**EXERCISE DETAILS:** Rewrite the items below, replacing "pixel-level proof" with "precise evidence" wherever it appears and leaving everything else unchanged.

Entries drawn from a collection
──────────────────────────────

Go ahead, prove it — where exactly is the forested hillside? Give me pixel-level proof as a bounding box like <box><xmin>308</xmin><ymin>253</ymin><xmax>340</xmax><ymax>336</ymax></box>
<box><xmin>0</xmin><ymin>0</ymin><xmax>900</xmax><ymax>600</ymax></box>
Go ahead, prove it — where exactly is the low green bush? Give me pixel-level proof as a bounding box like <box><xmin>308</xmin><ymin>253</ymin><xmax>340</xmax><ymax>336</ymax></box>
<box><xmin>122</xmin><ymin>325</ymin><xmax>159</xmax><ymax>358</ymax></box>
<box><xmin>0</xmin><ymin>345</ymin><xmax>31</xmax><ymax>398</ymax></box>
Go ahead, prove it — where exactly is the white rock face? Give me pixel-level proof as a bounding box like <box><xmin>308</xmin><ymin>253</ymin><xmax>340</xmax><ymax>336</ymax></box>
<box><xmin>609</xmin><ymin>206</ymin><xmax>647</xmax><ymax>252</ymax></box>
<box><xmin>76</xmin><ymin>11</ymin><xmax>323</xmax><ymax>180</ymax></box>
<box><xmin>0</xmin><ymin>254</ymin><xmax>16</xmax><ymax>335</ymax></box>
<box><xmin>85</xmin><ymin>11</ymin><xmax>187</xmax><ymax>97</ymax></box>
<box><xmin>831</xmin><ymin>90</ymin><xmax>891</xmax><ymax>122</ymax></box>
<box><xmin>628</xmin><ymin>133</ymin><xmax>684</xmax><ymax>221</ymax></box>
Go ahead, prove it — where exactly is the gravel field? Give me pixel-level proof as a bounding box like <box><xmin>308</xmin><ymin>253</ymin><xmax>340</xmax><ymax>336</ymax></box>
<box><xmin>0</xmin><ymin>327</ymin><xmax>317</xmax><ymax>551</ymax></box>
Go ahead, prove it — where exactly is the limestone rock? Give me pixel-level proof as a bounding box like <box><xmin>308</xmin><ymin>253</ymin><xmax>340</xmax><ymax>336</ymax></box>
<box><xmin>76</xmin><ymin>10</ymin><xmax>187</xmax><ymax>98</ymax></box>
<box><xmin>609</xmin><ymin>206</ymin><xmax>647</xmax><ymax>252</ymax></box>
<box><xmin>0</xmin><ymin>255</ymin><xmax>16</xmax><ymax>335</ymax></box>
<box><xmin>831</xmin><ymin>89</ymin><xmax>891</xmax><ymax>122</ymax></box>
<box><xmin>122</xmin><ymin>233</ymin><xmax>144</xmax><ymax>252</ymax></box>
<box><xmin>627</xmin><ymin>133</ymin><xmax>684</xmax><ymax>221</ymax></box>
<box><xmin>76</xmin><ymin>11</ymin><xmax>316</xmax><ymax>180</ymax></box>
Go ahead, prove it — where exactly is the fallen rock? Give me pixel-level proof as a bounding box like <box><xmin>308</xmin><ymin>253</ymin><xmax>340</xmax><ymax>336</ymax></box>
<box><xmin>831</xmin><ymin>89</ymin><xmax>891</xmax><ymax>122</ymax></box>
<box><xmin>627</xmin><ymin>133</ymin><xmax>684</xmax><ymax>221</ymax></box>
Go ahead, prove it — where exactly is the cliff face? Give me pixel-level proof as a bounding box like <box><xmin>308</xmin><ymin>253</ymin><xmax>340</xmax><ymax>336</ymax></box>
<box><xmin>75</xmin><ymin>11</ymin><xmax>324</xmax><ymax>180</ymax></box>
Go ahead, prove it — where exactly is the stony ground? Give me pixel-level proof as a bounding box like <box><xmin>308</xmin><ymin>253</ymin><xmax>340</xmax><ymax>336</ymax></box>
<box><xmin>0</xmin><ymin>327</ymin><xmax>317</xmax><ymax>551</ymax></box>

──────────────────────────────

**COMPLETE ANSWER:**
Go ahead, prove it — where exactly is the forested hillside? Give me precise evidence as a bounding box like <box><xmin>308</xmin><ymin>253</ymin><xmax>340</xmax><ymax>336</ymax></box>
<box><xmin>0</xmin><ymin>0</ymin><xmax>900</xmax><ymax>600</ymax></box>
Go ahead, prove it — where exactly is the low green bush? Give me precise evidence as a bounding box like <box><xmin>308</xmin><ymin>253</ymin><xmax>340</xmax><ymax>336</ymax></box>
<box><xmin>122</xmin><ymin>325</ymin><xmax>159</xmax><ymax>358</ymax></box>
<box><xmin>0</xmin><ymin>345</ymin><xmax>31</xmax><ymax>398</ymax></box>
Go ahead, prove it — where exactly is the white rock face? Give me precise evidence as a bounding box like <box><xmin>308</xmin><ymin>253</ymin><xmax>340</xmax><ymax>336</ymax></box>
<box><xmin>609</xmin><ymin>206</ymin><xmax>647</xmax><ymax>252</ymax></box>
<box><xmin>76</xmin><ymin>11</ymin><xmax>323</xmax><ymax>180</ymax></box>
<box><xmin>0</xmin><ymin>254</ymin><xmax>16</xmax><ymax>335</ymax></box>
<box><xmin>85</xmin><ymin>11</ymin><xmax>187</xmax><ymax>97</ymax></box>
<box><xmin>831</xmin><ymin>90</ymin><xmax>891</xmax><ymax>122</ymax></box>
<box><xmin>628</xmin><ymin>133</ymin><xmax>684</xmax><ymax>221</ymax></box>
Go ahead, prove it — where exactly is the gravel field? Give me precise evidence as a bounding box like <box><xmin>308</xmin><ymin>253</ymin><xmax>340</xmax><ymax>336</ymax></box>
<box><xmin>0</xmin><ymin>327</ymin><xmax>317</xmax><ymax>551</ymax></box>
Go ahead, prove it — where exactly is the limestone rock? Give me precise evidence as a bounding box like <box><xmin>308</xmin><ymin>253</ymin><xmax>340</xmax><ymax>336</ymax></box>
<box><xmin>76</xmin><ymin>10</ymin><xmax>187</xmax><ymax>98</ymax></box>
<box><xmin>609</xmin><ymin>206</ymin><xmax>647</xmax><ymax>252</ymax></box>
<box><xmin>0</xmin><ymin>255</ymin><xmax>16</xmax><ymax>335</ymax></box>
<box><xmin>831</xmin><ymin>89</ymin><xmax>891</xmax><ymax>122</ymax></box>
<box><xmin>122</xmin><ymin>233</ymin><xmax>144</xmax><ymax>252</ymax></box>
<box><xmin>627</xmin><ymin>133</ymin><xmax>684</xmax><ymax>221</ymax></box>
<box><xmin>76</xmin><ymin>11</ymin><xmax>316</xmax><ymax>180</ymax></box>
Go ahead, prove it — where exactly is the fallen rock? Give me precise evidence as a bounding box like <box><xmin>308</xmin><ymin>253</ymin><xmax>340</xmax><ymax>336</ymax></box>
<box><xmin>831</xmin><ymin>89</ymin><xmax>891</xmax><ymax>122</ymax></box>
<box><xmin>627</xmin><ymin>133</ymin><xmax>684</xmax><ymax>221</ymax></box>
Go ahead, prove it — where exactly is the cliff face? Give me precise evidence as a bounding box like <box><xmin>308</xmin><ymin>253</ymin><xmax>340</xmax><ymax>336</ymax></box>
<box><xmin>75</xmin><ymin>11</ymin><xmax>324</xmax><ymax>180</ymax></box>
Go ahead, prove it — where exactly is the stony ground? Give me precise evidence as a bounding box like <box><xmin>308</xmin><ymin>253</ymin><xmax>340</xmax><ymax>336</ymax></box>
<box><xmin>0</xmin><ymin>327</ymin><xmax>317</xmax><ymax>551</ymax></box>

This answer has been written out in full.